**Tasks to carry out:**
- A) In the passage below on Germany's coal phase-out, by what year is Spain predicted to fully close its coal-powered energy production?
- B) Continue the passage below on Germany's coal phase-out, starting after its final sentence.

## begin Given text

Brown coal, or lignite, of the kind mined in Lusatia is the most polluting fuel in the world, and it still powers 14 % of Germany’s energy, which is a higher reliance than any other EU country. The global climate movement has repeatedly demanded that Germany decarbonise faster.


For Wiebke Witt, a brown coal expert for the NGO Klima Allianz Deutschland, Germany’s 2038 closure timeline fails to honour the 2015 Paris climate agreement on ending coal energy production.


“When the end date for coal was negotiated, talks revolved around the amount of energy produced from coal and not for instance the impact it continues to have on the climate,” Witt says.


Belgium, Austria and Sweden are already coal-free. The UK, Ireland, France, Portugal, Italy and Slovakia will all exit coal before 2025. Spain produced 70% less coal-powered energy in 2019 and is predicted to achieve full closure by 2027. But Germany wants to keep production going well into the 2030s and some mines are expanding. Witt cites the new Datteln IV coal plant that Germany will add to the grid this summer, a move protesters call “climate policy madness”.

## end Given text
## begin Entries provided

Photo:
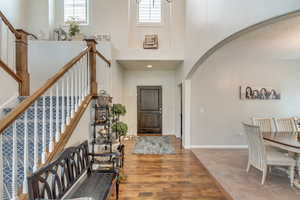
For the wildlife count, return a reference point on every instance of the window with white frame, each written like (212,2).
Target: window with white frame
(76,10)
(149,12)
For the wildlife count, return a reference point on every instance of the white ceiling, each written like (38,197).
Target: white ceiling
(276,41)
(156,64)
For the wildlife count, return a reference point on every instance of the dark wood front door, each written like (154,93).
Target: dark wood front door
(149,109)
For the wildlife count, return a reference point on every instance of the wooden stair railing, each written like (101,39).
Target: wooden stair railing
(21,57)
(10,72)
(56,108)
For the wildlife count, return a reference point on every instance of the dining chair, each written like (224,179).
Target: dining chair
(285,125)
(265,124)
(261,157)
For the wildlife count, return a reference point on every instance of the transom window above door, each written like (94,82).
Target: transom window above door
(149,12)
(76,10)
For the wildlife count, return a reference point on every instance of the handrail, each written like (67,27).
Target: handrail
(10,26)
(10,72)
(12,116)
(103,57)
(27,33)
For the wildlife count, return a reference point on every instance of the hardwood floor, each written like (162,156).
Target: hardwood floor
(168,177)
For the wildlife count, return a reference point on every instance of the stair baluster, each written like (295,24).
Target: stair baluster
(14,183)
(72,93)
(36,138)
(44,139)
(85,80)
(1,166)
(57,133)
(26,147)
(51,143)
(81,81)
(88,79)
(68,99)
(33,127)
(76,87)
(63,119)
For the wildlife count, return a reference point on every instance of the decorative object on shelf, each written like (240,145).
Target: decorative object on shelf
(121,128)
(119,110)
(151,41)
(259,93)
(74,28)
(106,141)
(169,1)
(104,37)
(60,34)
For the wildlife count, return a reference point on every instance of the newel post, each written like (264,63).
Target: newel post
(22,62)
(92,61)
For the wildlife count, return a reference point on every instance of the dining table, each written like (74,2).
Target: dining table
(289,141)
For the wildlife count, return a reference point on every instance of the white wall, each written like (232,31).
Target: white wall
(16,13)
(46,58)
(210,21)
(117,17)
(166,79)
(40,17)
(217,111)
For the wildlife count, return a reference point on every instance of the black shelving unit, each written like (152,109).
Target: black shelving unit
(110,158)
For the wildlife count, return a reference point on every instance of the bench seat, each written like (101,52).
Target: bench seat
(71,176)
(96,185)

## end Entries provided

**Results of the tasks:**
- A) 2027

- B)
The coal lobby, and many politicians, argue that Germany still needs lignite because it is already committed to shuttering nuclear power plants by 2022. And renewables are being built at a pace too slow to meet the country’s current energy needs.


“The energy to sustain the minimum level in the power grid needs to come from somewhere, and that is coal for the time being,” says Ortmann, the miner.


He points to the dark layer at the bottom of the pit. Here, plants and trees that grew on this spot 17m years ago are exposed by the machines, now mostly in the form of black coal. Some of the wood is still visible, but once laid bare it will decompose quickly in the fresh air.


The coal companies’ logic is that since the damage to the environment has already been done, existing mines should be exploited to the maximum. But that can mean expanding brown coalfields by digging them out from underneath existing villages.